Your task:
Only the lines from the beginning of the data through the one with "x=256, y=13" belong in the answer, each retyped exactly, with pictures left out.
Information shown START
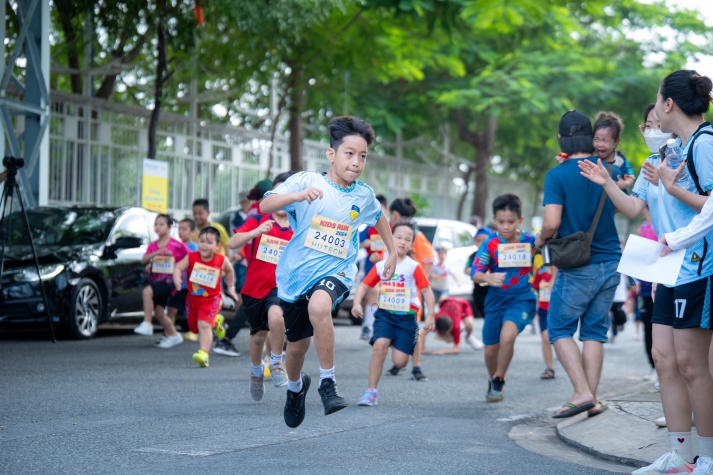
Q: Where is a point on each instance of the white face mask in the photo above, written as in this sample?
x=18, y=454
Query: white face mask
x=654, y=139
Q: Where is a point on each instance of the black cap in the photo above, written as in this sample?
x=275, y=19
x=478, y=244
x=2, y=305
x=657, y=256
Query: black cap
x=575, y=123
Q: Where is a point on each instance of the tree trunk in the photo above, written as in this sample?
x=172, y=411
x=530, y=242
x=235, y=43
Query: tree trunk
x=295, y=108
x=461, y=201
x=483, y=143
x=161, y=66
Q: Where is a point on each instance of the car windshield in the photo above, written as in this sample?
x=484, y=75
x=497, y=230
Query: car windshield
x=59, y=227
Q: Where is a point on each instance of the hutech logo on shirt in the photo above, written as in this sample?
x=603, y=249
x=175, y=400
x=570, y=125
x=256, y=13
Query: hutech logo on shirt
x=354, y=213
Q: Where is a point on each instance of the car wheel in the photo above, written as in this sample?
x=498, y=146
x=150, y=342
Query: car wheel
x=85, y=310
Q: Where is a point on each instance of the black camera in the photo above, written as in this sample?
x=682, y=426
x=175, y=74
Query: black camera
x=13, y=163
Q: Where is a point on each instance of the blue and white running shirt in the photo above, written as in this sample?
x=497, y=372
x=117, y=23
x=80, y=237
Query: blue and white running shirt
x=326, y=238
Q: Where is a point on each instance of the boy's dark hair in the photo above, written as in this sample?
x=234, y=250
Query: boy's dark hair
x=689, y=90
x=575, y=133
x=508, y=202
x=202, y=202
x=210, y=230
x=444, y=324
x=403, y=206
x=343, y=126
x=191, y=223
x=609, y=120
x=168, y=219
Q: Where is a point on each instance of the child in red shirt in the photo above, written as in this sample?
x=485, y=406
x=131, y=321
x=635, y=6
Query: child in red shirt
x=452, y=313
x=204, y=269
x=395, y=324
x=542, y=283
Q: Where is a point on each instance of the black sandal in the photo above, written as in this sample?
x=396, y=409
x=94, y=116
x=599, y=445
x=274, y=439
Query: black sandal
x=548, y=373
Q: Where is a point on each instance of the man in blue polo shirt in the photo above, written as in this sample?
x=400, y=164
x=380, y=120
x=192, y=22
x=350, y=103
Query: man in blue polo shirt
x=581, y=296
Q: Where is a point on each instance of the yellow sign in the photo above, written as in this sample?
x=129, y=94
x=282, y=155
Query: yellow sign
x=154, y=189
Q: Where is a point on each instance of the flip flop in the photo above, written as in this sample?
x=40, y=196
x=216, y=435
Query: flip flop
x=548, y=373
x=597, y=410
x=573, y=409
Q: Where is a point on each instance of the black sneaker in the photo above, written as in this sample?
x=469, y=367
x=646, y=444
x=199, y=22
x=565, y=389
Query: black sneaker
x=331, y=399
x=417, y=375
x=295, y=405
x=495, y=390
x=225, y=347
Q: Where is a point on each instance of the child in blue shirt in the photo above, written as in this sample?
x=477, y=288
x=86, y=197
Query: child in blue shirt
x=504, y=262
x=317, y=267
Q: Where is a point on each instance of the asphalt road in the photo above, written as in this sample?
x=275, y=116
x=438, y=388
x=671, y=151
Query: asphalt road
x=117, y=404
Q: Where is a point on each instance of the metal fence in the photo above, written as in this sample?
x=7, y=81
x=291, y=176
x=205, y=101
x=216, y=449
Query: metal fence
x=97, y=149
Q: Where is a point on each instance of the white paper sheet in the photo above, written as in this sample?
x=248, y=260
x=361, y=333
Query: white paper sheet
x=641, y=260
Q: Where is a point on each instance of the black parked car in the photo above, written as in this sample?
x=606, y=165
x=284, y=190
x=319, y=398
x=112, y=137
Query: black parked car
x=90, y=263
Information shown END
The answer:
Q: Where is a point on each instance of the white face mask in the photo above, written as in this sample?
x=18, y=454
Query: white face mask
x=654, y=139
Q: Where is a point on each instance of the black cap in the photo above, written as in this sample?
x=275, y=19
x=478, y=244
x=2, y=305
x=657, y=256
Query: black cap
x=575, y=123
Q: Where is a point on each instance of the tree trunk in the photo above, written as in this sample?
x=172, y=411
x=530, y=242
x=235, y=43
Query: tree trunk
x=295, y=108
x=461, y=201
x=483, y=143
x=161, y=66
Q: Where is a point on each instance of the car windshield in the photo above, written as in this sample?
x=484, y=75
x=497, y=230
Query: car windshield
x=59, y=227
Q: Where is a point on each instance of the hutech logo on shirt in the photo above, written as in this sample?
x=603, y=249
x=175, y=400
x=570, y=125
x=256, y=13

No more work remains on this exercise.